- [Exercise instructions]:
Format the lines of the material below as a JSON list of strings, one string per line, with blank lines left out. Start at the line containing "of the mint" and go through the line containing "[(323, 299)]", including both.

- [Material for the task]:

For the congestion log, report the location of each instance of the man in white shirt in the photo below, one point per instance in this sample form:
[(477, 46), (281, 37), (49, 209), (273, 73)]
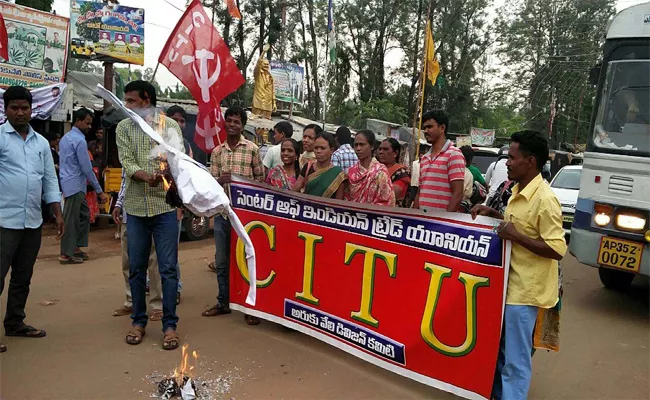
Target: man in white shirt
[(497, 172), (282, 130)]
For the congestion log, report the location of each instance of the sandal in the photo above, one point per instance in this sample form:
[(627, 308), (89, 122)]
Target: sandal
[(135, 335), (171, 340), (26, 331), (156, 315), (216, 310), (70, 260), (124, 310)]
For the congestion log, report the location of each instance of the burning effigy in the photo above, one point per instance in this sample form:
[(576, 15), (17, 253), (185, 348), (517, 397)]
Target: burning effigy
[(181, 384), (187, 182)]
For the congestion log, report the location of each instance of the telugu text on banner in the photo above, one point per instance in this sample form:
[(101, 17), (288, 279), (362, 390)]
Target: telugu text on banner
[(36, 47), (420, 295), (107, 32)]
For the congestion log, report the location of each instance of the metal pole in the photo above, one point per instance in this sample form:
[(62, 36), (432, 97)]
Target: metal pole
[(108, 80)]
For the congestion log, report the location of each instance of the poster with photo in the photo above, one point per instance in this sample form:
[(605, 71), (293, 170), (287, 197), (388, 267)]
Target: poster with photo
[(37, 46), (287, 79), (106, 32)]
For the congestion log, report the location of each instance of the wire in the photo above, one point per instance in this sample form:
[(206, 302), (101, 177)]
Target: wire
[(173, 5), (159, 26)]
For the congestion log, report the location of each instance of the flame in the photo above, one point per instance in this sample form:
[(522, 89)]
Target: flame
[(162, 122), (185, 369), (165, 184)]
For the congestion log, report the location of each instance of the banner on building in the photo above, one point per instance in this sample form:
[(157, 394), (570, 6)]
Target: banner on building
[(463, 141), (482, 137), (45, 101), (418, 294), (37, 47), (287, 79), (106, 31)]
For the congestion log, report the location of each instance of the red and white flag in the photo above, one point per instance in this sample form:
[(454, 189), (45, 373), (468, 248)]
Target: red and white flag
[(210, 128), (4, 41), (197, 55)]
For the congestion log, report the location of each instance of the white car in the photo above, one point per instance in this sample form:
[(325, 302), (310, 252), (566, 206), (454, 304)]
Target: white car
[(566, 185)]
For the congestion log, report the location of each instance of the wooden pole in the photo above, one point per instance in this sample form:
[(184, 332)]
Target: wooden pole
[(423, 83), (108, 81)]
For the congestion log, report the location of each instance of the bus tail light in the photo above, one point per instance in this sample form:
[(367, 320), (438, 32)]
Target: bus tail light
[(630, 222), (603, 214)]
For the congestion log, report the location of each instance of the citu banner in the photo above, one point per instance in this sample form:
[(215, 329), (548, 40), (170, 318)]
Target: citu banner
[(419, 294)]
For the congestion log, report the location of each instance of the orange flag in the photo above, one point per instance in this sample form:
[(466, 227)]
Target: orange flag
[(232, 9)]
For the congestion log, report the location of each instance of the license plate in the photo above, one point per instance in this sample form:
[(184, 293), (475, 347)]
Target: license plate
[(620, 254)]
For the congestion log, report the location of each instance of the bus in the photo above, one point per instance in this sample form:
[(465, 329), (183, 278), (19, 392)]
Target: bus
[(610, 229)]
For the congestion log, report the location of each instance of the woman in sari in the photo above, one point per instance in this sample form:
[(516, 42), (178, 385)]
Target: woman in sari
[(369, 182), (320, 177), (388, 154), (284, 175), (308, 139)]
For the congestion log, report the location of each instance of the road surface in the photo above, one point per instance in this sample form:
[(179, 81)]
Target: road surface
[(604, 342)]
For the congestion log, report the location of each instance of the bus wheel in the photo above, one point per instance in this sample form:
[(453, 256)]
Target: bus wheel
[(613, 279)]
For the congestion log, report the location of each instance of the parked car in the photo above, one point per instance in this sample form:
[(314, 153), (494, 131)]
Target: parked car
[(566, 185), (483, 157)]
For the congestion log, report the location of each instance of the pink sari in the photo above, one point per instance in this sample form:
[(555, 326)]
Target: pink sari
[(370, 186)]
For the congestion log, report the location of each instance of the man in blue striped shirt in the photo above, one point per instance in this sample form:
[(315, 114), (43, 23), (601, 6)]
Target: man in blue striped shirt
[(75, 169), (27, 176)]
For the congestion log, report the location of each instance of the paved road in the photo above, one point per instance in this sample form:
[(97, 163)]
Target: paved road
[(604, 342)]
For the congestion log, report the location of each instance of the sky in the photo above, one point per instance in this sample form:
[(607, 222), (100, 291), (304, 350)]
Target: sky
[(162, 15)]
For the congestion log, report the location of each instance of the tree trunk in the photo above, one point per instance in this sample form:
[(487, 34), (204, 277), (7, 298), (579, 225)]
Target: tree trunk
[(314, 58), (304, 47)]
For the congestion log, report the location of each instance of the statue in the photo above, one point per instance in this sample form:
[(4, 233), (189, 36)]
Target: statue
[(264, 91)]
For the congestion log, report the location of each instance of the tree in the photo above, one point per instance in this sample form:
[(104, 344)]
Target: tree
[(43, 5), (550, 46)]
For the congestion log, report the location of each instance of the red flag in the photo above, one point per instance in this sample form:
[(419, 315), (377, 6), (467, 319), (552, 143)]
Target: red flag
[(4, 41), (210, 128), (232, 9), (197, 55)]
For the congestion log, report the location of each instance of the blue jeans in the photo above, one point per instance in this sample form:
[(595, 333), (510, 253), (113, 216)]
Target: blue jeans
[(164, 230), (514, 364), (222, 258), (178, 263)]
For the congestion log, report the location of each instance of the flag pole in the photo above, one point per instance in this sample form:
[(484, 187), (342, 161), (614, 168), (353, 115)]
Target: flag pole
[(423, 84), (327, 52), (153, 76)]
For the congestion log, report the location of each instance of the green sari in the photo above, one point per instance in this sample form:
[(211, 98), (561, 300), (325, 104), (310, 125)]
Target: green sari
[(324, 182)]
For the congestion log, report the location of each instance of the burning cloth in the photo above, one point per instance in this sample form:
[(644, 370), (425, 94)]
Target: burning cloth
[(196, 187)]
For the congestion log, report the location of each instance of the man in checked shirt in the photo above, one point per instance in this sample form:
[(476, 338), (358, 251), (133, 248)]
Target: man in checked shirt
[(240, 157), (148, 213)]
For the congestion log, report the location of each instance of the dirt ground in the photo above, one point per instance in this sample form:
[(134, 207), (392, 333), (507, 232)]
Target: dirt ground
[(604, 355)]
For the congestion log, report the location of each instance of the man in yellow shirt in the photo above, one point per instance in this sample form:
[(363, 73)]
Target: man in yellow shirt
[(533, 223)]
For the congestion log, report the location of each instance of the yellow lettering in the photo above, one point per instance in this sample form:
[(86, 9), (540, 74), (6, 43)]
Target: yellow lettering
[(471, 283), (241, 254), (308, 267), (367, 286)]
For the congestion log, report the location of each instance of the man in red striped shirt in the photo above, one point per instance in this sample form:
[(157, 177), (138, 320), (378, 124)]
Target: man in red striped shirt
[(442, 169)]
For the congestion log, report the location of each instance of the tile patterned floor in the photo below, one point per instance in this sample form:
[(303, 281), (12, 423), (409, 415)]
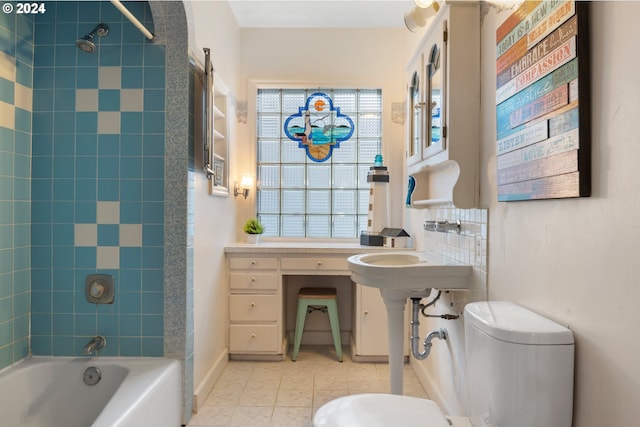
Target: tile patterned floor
[(286, 393)]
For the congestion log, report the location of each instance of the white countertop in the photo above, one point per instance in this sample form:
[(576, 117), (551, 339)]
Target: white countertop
[(311, 247)]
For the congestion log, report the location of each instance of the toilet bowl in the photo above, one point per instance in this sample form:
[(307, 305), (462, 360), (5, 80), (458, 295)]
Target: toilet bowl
[(383, 410), (519, 373)]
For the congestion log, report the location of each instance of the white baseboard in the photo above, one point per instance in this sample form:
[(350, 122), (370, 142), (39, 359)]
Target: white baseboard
[(205, 387)]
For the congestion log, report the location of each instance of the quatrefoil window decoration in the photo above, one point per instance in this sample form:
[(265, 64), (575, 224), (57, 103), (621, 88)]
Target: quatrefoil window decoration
[(319, 127)]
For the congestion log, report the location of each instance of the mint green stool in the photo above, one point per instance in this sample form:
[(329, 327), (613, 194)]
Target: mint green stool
[(323, 299)]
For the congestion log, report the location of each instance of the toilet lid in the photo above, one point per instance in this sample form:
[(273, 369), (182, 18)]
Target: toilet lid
[(379, 410)]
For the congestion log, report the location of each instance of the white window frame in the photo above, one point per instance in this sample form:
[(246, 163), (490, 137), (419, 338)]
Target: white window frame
[(360, 215)]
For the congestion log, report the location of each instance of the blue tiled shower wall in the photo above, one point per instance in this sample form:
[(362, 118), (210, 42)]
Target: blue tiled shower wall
[(97, 181), (16, 77)]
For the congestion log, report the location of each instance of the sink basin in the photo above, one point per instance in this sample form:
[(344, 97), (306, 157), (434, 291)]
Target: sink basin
[(402, 275), (408, 271)]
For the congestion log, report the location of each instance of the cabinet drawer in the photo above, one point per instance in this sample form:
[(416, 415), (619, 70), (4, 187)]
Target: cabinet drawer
[(248, 281), (253, 263), (254, 308), (253, 338), (315, 263)]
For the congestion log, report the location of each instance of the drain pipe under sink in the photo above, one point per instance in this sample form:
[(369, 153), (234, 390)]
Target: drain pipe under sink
[(415, 333)]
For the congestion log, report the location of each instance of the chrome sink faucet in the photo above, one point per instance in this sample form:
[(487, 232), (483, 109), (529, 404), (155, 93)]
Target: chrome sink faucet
[(443, 226), (94, 345)]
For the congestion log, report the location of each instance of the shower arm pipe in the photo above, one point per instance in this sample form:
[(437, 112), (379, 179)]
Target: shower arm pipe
[(148, 34)]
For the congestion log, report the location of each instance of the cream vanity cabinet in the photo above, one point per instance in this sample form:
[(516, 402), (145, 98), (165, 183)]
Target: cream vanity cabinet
[(443, 98), (255, 305), (257, 299)]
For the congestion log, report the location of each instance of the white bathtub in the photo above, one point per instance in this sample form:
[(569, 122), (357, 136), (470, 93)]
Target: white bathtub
[(50, 391)]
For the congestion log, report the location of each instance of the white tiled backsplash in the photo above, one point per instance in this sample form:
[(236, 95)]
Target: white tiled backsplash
[(468, 247)]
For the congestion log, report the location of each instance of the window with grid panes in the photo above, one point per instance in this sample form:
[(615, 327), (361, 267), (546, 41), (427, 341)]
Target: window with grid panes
[(297, 197)]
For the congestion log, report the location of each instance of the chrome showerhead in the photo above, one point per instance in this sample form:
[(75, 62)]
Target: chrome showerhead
[(86, 43)]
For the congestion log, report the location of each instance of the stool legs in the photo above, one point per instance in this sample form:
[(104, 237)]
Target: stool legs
[(335, 329), (300, 319)]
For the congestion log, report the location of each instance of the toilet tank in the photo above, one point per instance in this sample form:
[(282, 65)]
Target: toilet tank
[(519, 367)]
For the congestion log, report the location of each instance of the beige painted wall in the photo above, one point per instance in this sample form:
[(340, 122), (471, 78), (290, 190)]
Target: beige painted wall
[(212, 25), (576, 261)]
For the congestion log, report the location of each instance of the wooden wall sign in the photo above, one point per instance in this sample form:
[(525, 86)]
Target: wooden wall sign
[(542, 95)]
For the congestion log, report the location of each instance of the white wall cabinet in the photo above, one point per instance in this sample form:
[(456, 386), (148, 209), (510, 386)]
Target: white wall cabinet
[(448, 59)]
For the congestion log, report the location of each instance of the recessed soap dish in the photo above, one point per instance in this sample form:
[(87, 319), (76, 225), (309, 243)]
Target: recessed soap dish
[(99, 289)]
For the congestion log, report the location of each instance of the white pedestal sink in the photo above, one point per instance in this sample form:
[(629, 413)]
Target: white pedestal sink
[(402, 275)]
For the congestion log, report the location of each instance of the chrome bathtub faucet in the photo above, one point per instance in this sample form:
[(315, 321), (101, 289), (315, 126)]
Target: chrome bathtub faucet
[(94, 345)]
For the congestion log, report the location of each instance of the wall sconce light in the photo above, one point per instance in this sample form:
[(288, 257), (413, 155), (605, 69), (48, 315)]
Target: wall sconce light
[(243, 188), (417, 17)]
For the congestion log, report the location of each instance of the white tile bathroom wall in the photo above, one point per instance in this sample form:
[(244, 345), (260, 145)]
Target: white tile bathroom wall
[(469, 247)]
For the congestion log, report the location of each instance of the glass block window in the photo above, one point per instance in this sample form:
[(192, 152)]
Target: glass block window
[(298, 197)]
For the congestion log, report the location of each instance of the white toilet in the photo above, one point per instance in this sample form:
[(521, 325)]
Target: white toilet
[(519, 374)]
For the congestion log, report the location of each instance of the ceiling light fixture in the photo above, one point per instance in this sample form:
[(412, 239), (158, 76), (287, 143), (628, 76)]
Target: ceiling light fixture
[(417, 17)]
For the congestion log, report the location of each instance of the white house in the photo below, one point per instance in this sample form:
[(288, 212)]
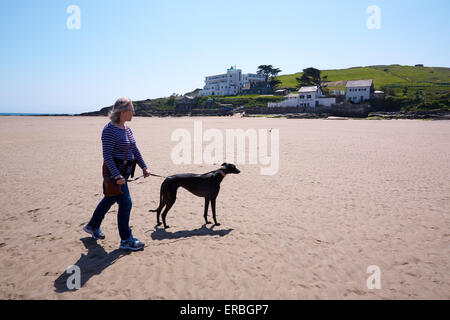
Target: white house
[(230, 83), (359, 91), (306, 97)]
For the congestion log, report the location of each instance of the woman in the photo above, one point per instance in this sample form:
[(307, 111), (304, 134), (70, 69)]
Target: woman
[(118, 142)]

- [Result for this task]:
[
  "For the congestion log, report the location of each instance of the mint green stool in the photo above, one point per instance in this sample form:",
  "[(329, 327), (613, 194)]",
  "Target: mint green stool",
  "[(323, 299)]"
]